On the personal side, anxiety, fatigue, and tension among participants decreased noticeably. Researchers Pedro Gomes and Rita Fontinha describe the study as one of the most impactful corporate interventions they have observed in people’s daily lives. Their findings were shared with El Periódico de Catalunya, which is part of the same publishing group as this outlet.

Another core takeaway is that improvements in worker well‑being did not require ballooning costs for employers. The financial impact tended to be neutral overall. Contradicting critics of shorter hours, the Portuguese pilot shows that only two of every ten participating companies faced higher costs to maintain pay levels while reducing hours. This highlights a potential tipping point for companies weighing a shift in schedule against budget constraints.

While Spain’s national program to test a four‑day week has remained suspended for almost a year, Portugal has both carried out and evaluated its own. The Portuguese pilot ran from June to November 2023 and included 1,000 employees across 41 firms, each adopting different models. Some companies gave Fridays off, others used rotating days off, and some created mirror teams in which part of the workforce took a day off while the rest continued working.

- Data excerpts:
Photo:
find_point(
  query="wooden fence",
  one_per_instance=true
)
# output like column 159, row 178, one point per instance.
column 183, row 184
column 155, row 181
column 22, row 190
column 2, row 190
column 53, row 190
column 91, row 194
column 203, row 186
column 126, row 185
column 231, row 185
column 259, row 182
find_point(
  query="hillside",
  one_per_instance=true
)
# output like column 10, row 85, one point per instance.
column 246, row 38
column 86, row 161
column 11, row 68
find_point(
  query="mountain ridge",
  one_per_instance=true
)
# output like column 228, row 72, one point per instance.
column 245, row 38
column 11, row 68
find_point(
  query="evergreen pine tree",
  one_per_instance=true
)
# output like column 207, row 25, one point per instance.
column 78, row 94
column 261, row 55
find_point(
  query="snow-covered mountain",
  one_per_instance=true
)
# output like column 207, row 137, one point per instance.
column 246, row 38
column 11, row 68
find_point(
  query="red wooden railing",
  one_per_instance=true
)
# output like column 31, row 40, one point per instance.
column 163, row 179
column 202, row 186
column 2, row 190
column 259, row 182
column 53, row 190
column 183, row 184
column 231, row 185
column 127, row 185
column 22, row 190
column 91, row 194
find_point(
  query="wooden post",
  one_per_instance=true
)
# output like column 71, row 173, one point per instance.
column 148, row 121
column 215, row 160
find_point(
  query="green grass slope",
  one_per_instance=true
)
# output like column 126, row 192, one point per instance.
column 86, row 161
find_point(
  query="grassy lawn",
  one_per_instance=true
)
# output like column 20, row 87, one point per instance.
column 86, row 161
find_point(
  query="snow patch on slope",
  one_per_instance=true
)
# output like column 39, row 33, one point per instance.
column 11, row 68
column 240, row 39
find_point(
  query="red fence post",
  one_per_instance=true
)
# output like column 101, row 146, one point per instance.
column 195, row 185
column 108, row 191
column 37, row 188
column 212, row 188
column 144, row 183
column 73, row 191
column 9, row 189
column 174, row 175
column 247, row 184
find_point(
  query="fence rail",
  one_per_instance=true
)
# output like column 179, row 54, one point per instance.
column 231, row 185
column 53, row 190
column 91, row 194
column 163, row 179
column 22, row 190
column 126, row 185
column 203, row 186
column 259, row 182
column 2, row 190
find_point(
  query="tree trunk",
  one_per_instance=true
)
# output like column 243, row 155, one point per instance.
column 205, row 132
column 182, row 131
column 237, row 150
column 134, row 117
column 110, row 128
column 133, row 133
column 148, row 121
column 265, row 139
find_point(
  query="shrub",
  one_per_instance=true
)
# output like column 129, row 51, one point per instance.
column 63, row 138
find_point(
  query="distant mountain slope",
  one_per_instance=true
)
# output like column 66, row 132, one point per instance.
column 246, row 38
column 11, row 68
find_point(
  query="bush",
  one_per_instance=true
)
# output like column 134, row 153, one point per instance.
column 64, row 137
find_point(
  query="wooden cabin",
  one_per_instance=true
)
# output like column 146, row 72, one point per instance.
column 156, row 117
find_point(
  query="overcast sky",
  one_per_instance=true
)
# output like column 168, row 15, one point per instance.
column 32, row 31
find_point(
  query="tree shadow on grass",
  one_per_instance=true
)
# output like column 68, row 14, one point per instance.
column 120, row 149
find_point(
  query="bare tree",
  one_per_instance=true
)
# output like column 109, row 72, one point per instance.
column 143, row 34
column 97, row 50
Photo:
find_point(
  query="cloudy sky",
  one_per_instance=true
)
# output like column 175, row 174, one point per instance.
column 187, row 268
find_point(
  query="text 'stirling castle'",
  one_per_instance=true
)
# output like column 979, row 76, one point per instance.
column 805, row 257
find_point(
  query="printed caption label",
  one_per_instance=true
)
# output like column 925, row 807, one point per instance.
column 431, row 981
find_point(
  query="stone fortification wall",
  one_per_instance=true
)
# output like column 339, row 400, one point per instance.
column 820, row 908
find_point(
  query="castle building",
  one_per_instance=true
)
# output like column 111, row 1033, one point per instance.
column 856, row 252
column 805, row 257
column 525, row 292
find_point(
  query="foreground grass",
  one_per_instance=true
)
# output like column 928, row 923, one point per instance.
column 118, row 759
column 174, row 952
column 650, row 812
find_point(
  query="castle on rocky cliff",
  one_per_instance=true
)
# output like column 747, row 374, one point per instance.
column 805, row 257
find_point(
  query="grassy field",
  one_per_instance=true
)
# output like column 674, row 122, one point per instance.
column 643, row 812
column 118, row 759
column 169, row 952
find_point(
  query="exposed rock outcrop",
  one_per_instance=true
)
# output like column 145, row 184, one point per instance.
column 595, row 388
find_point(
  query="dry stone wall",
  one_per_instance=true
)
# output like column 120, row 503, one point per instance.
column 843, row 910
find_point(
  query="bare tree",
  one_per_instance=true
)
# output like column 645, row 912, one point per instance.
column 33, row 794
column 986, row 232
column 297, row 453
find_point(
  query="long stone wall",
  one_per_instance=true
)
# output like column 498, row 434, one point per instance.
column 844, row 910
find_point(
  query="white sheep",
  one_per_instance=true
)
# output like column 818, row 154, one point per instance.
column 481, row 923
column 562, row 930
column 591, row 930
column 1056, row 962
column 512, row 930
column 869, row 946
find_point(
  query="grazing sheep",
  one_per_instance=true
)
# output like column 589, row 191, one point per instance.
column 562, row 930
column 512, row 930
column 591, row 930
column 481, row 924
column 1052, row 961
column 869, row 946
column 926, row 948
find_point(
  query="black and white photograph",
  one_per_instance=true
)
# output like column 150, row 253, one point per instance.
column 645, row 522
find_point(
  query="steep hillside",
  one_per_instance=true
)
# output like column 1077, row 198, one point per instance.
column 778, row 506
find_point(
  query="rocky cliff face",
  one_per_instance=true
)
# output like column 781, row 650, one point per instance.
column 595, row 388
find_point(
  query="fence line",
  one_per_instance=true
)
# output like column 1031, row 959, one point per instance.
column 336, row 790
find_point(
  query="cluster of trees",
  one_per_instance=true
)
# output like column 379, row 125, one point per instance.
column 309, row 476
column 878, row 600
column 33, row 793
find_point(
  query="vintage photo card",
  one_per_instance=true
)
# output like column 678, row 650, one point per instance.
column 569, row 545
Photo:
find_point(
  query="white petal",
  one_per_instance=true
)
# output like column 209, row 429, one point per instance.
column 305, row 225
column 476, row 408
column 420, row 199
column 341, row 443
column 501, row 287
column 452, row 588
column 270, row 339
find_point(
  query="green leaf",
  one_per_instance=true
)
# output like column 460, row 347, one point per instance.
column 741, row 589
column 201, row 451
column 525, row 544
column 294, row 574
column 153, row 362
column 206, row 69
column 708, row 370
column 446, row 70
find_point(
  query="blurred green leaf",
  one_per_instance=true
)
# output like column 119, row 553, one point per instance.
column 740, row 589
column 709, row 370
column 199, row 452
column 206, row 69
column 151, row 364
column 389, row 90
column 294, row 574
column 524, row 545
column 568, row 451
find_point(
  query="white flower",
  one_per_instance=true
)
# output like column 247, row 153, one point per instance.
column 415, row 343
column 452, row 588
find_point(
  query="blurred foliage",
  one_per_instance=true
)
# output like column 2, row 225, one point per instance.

- Task details: Copy out the entire passage above on Portugal's four-day workweek pilot word for word, with every character and paragraph break left unchanged.

- Your response:
On the personal side, anxiety, fatigue, and tension among participants decreased noticeably. Researchers Pedro Gomes and Rita Fontinha describe the study as one of the most impactful corporate interventions they have observed in people’s daily lives. Their findings were shared with El Periódico de Catalunya, which is part of the same publishing group as this outlet.

Another core takeaway is that improvements in worker well‑being did not require ballooning costs for employers. The financial impact tended to be neutral overall. Contradicting critics of shorter hours, the Portuguese pilot shows that only two of every ten participating companies faced higher costs to maintain pay levels while reducing hours. This highlights a potential tipping point for companies weighing a shift in schedule against budget constraints.

While Spain’s national program to test a four‑day week has remained suspended for almost a year, Portugal has both carried out and evaluated its own. The Portuguese pilot ran from June to November 2023 and included 1,000 employees across 41 firms, each adopting different models. Some companies gave Fridays off, others used rotating days off, and some created mirror teams in which part of the workforce took a day off while the rest continued working.